-- Stored data start --

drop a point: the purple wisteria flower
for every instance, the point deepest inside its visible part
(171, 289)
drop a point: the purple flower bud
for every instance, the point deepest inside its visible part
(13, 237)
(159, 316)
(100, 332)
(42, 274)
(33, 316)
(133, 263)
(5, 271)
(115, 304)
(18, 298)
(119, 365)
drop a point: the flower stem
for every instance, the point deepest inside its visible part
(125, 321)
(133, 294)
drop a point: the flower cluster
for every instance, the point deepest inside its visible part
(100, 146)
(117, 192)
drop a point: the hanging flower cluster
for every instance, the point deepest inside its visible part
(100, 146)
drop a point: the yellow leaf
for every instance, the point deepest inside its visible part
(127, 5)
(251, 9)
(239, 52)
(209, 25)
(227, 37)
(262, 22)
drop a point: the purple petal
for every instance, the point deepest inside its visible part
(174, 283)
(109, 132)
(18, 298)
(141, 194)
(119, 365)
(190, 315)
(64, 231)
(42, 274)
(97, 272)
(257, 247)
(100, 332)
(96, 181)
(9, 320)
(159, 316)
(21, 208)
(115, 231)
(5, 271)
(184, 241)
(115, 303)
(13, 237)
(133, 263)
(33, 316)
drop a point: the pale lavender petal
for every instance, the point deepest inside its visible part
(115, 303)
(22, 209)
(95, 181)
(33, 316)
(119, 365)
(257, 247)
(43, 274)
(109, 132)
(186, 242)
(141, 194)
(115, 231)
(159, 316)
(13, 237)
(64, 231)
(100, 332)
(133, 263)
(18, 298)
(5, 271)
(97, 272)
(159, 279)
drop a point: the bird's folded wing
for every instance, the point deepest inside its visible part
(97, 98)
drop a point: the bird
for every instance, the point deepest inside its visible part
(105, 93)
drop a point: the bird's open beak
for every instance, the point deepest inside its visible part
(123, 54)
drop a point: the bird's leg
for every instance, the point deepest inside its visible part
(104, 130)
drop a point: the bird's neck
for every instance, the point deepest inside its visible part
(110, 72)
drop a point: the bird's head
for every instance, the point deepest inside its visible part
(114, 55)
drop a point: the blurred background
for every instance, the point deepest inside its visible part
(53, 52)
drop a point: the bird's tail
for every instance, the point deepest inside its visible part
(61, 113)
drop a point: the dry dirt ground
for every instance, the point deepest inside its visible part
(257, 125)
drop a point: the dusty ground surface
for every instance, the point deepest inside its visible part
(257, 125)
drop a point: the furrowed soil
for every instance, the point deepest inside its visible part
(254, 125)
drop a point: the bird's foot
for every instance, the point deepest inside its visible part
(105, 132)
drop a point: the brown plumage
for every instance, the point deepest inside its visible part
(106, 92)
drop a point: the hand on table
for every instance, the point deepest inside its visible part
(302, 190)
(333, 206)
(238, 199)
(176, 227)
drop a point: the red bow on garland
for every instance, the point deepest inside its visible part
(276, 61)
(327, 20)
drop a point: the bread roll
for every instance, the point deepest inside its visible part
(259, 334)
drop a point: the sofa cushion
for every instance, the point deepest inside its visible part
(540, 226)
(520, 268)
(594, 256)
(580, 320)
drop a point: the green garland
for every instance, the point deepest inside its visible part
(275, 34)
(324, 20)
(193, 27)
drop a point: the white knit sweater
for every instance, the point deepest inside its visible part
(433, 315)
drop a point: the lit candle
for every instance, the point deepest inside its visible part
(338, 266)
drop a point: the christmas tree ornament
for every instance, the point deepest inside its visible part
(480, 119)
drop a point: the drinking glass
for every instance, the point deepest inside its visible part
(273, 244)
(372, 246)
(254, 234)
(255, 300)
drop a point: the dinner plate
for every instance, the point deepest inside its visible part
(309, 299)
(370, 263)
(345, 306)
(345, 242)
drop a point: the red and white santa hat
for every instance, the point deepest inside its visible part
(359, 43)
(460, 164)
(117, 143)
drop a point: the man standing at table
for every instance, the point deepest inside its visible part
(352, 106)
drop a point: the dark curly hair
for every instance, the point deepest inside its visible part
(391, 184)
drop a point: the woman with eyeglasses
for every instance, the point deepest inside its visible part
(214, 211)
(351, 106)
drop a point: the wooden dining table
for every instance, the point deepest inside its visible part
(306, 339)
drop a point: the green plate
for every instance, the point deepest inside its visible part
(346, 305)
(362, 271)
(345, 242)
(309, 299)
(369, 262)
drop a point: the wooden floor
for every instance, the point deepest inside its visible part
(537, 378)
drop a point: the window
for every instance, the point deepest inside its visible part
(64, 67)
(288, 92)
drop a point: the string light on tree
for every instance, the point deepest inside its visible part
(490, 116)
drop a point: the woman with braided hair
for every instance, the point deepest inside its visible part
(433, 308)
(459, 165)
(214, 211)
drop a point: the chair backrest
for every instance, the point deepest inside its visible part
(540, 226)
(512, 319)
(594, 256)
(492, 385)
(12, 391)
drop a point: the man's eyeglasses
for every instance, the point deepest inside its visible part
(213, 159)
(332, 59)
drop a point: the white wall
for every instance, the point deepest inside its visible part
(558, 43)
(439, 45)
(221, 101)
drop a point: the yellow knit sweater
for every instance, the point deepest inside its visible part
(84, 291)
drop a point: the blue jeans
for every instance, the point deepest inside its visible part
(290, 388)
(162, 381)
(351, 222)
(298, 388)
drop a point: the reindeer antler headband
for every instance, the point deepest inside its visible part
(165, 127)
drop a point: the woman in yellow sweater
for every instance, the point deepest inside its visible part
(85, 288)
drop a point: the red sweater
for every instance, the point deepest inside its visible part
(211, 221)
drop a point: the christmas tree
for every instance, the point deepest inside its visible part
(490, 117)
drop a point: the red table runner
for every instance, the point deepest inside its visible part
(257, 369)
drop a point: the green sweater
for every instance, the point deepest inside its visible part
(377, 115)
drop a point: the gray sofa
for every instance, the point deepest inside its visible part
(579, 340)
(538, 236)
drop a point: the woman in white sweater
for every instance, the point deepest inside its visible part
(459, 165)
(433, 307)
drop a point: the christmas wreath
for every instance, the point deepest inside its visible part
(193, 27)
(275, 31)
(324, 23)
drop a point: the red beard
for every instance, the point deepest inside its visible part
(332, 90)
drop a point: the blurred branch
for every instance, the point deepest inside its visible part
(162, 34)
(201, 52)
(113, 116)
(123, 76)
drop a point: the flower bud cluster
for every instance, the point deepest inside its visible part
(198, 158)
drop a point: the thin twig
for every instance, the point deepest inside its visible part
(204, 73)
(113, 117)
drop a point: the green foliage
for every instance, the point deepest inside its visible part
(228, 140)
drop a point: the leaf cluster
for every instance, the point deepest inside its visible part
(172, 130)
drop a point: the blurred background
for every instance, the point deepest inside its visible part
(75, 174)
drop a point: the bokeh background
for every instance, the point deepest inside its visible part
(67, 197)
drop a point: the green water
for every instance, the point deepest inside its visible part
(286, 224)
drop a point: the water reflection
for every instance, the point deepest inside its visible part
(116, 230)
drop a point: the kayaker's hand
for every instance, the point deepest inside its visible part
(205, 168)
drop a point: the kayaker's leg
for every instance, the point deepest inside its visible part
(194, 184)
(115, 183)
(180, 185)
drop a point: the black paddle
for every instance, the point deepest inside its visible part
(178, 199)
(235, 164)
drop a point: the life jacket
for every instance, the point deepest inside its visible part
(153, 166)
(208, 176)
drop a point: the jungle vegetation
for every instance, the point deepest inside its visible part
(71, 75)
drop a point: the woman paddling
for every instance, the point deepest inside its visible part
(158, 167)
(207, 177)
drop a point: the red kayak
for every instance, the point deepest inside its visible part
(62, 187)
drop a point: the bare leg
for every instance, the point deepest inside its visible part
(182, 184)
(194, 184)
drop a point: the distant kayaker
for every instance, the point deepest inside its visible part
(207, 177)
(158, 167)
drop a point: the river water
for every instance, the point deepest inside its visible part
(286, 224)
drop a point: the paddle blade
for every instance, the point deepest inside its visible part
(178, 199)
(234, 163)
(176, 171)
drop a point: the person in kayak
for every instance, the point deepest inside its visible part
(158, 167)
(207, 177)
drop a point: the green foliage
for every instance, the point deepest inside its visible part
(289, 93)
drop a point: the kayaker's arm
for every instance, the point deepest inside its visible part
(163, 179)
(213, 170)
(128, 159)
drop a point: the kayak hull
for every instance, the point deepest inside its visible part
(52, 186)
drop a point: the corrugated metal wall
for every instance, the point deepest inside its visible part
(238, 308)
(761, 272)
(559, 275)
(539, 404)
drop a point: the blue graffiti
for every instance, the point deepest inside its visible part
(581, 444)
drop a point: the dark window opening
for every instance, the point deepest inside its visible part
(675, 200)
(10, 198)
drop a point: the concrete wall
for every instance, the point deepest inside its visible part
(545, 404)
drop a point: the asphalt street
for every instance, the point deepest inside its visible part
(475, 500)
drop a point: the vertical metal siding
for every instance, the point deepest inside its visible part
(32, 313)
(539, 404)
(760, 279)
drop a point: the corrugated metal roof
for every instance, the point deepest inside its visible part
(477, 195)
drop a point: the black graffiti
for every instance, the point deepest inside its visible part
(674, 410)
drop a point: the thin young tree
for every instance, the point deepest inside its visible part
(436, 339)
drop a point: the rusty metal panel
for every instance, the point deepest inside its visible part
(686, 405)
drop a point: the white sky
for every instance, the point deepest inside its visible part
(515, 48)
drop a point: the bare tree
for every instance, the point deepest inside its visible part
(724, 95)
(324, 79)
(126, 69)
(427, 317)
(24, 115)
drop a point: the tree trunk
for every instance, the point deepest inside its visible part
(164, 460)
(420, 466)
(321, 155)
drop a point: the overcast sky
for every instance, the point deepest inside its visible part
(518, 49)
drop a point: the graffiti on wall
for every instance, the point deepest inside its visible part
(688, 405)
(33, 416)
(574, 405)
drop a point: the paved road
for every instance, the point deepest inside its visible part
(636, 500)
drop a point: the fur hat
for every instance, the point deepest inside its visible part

-- Stored data end --

» Written exercise: Render the data as a JSON list of strings, one string per line, starting with the line that contains "drop a point: the thin young tree" and going on through the end of the data. Leave out any blank lines.

» In response:
[
  "drop a point: the thin young tree",
  "for every instance, the point deepest inside its visible part",
  "(436, 339)",
  "drop a point: the rusty metal panel",
  "for every instance, the point deepest inside its visible part",
  "(686, 405)",
  "drop a point: the white sky",
  "for every instance, the point deepest inside its visible part",
  "(515, 48)",
  "drop a point: the bare tree",
  "for every instance, the point deepest inside its visible part",
  "(724, 95)",
  "(324, 79)",
  "(126, 69)",
  "(427, 317)",
  "(24, 115)",
  "drop a point: the tree trunk",
  "for every instance, the point deepest inside its visible part",
  "(164, 460)",
  "(420, 466)",
  "(321, 155)",
  "drop a point: the overcast sky",
  "for every instance, the point deepest inside its visible part",
  "(518, 49)",
  "drop a point: the graffiti on wall",
  "for every instance, the point deepest inside its visible part",
  "(688, 405)",
  "(33, 416)",
  "(574, 405)",
  "drop a point: the paved road",
  "for every instance, the point deepest inside its visible part",
  "(636, 500)",
  "drop a point: the fur hat",
  "for every instance, the point deepest inside its visible part"
]